◆ REQUIRED ACTION:
Your task is to give the entries back exactly, leaving nothing out.
Segment Open
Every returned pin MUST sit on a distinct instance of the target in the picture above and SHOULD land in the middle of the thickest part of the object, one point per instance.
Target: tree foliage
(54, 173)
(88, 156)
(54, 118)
Segment Closed
◆ TASK RESPONSE:
Every returned pin MUST sit on a distinct instance of the target in the picture above and SHOULD land in the middle of the thickest part of the object, one point per instance.
Target: tree foliage
(54, 173)
(88, 156)
(54, 118)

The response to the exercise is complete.